[TASKS TO COMPLETE]
1) In the passage on conditioned random walks, what does the distribution of a Gaussian random walk bridge not depend on?
2) Write out everything from "When $\mu>0$, the" down to "be more careful." in the passage on conditioned random walks, replacing "positive probability" with "nonzero probability".
3) List every event on $T$ that the passage on conditioned random walks conditions on.

====== EXTRACT TO READ

Once you condition on $T=N$, the mean $\mu$ doesn’t really matter for this scaling limit. That is, so long as variance is finite, for any $\mu\in\mathbb{R}$, the same result (*) holds, although a different proof is in general necessary. See [BD] and references for details. However, this is particularly clear in the case where the increments are Gaussian. In this setting, we don’t actually need to take a scaling limit. The distribution of Gaussian *random walk bridge* doesn’t depend on the mean of the increments. This is related to the fact that a linear transformation of a Gaussian is Gaussian, and can be seen by examining the joint density function directly.

Conditioning on $T=\infty$

When $\mu>0$, the event $\{T=\infty\}$ occurs with positive probability, so it is well-defined to condition on it. When $\mu\le 0$, this is not the case, and so we have to be more careful.

First, an observation. Just for clarity, let’s take $\mu<0$, and condition on $\{T>N\}$, and look at the distribution of $S_{\epsilon N}$, where $\epsilon>0$ is small. This is approximately given by

$\frac{S_{\epsilon N}}{\sqrt{N}}\stackrel{d}{\approx}W^+(\epsilon).$

Now take $\epsilon\rightarrow\infty$ and consider the RHS. If instead of the Brownian excursion $W^+$, we instead had Brownian motion, we could specify the distribution exactly. But in fact, we can construct Brownian excursion as the solution to an SDE:

$\mathrm{d}W^+(t) = \left[\frac{1}{W^+(t)} - \frac{W^+(t)}{1-t}\right] \mathrm{d}t + \mathrm{d}B(t),\quad t\in(0,1)$ (**)

============
====== RECORD EXCERPTS

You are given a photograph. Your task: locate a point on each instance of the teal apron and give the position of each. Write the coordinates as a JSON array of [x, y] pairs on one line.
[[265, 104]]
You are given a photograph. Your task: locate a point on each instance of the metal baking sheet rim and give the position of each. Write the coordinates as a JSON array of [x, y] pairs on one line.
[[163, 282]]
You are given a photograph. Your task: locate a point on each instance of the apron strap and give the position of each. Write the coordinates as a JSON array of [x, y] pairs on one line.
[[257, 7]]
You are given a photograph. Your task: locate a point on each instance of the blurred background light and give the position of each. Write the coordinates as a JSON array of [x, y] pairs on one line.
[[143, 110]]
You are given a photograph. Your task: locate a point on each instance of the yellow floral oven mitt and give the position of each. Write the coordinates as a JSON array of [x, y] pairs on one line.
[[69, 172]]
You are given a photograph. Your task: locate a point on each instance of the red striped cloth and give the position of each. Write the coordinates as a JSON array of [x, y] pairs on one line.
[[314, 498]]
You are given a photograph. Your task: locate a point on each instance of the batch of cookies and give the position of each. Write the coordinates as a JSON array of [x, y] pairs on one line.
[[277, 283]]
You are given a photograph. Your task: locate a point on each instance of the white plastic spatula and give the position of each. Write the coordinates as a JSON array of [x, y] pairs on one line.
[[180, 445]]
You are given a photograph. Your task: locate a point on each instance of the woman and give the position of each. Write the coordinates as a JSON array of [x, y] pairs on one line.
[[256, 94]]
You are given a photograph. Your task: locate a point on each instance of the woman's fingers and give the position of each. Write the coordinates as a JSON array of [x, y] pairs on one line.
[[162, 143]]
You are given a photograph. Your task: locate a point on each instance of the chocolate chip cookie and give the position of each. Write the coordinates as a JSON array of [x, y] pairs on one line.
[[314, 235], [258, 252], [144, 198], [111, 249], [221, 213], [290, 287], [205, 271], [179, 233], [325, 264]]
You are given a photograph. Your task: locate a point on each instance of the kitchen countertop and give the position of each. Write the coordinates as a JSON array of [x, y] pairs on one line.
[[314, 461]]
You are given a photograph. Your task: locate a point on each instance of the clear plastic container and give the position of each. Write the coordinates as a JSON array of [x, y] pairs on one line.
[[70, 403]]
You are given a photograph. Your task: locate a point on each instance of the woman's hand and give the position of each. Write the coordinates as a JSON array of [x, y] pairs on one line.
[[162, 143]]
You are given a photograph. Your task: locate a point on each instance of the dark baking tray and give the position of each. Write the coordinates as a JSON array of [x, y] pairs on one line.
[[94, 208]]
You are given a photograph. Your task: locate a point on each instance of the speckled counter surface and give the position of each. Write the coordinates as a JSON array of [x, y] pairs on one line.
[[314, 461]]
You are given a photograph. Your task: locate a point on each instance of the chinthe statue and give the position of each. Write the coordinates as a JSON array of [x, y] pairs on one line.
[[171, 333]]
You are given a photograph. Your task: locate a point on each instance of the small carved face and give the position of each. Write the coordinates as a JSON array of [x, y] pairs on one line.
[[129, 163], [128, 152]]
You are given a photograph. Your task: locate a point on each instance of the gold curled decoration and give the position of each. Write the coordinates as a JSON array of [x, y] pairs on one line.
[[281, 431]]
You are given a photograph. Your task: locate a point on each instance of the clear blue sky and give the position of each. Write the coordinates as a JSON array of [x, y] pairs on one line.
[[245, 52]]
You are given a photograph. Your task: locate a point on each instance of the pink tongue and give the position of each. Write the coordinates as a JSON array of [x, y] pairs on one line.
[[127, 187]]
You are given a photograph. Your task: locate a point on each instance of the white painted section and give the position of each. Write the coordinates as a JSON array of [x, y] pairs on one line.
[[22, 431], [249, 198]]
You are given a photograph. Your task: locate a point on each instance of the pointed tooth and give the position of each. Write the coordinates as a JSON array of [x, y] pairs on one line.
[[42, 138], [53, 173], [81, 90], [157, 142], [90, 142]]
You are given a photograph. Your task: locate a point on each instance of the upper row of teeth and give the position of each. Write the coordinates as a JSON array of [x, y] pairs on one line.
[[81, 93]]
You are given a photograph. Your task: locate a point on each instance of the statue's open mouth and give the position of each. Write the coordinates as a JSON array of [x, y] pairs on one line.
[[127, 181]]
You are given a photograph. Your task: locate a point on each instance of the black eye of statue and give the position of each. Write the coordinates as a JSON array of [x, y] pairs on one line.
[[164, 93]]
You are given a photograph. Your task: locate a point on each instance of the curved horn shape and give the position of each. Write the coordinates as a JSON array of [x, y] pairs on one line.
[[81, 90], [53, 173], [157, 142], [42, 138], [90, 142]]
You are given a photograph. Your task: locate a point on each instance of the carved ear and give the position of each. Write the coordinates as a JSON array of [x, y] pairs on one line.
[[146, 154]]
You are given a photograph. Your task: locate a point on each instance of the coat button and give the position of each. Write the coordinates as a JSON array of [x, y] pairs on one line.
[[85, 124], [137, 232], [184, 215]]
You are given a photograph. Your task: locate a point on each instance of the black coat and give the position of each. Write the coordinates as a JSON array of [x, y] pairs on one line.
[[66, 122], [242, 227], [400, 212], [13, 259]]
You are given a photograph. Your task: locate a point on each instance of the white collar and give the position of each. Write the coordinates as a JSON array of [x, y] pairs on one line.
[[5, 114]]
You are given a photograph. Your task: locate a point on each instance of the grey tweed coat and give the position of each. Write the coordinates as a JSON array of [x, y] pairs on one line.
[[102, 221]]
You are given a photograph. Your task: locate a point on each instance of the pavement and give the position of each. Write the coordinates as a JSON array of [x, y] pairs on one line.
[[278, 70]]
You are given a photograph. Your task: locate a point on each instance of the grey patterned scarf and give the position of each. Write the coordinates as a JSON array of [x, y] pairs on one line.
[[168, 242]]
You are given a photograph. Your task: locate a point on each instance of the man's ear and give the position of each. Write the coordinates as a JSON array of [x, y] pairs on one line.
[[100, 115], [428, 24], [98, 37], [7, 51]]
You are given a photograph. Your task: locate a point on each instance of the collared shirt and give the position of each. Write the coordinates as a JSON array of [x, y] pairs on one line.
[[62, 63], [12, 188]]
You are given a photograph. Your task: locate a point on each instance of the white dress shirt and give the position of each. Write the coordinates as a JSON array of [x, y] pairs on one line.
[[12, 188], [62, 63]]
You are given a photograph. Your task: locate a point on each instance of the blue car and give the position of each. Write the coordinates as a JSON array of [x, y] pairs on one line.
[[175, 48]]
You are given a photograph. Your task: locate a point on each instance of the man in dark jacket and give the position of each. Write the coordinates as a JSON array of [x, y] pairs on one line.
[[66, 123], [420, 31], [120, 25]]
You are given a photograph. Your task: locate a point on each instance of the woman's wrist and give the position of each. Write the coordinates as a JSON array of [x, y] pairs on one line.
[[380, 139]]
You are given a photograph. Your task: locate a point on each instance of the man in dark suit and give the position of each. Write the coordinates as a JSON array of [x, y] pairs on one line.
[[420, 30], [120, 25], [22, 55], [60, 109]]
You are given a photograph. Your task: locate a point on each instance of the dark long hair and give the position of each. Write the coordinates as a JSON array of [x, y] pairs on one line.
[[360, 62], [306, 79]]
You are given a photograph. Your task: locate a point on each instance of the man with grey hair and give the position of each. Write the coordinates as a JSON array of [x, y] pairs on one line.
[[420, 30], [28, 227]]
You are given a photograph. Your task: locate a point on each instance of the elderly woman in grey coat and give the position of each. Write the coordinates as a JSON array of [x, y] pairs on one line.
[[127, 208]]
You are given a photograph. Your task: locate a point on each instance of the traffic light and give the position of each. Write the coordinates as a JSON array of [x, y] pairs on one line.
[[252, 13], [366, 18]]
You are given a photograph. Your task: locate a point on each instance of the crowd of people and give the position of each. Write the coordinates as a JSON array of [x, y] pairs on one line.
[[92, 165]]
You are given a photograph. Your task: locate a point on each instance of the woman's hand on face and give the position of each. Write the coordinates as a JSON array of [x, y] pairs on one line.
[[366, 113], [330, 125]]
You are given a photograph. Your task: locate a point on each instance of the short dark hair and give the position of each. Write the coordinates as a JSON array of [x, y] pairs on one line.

============

[COMPLETED EXERCISE]
1) The mean of the increments.

2)
When $\mu>0$, the event $\{T=\infty\}$ occurs with nonzero probability, so it is well-defined to condition on it. When $\mu\le 0$, this is not the case, and so we have to be more careful.

3) $T=N$, $T=\infty$, $T>N$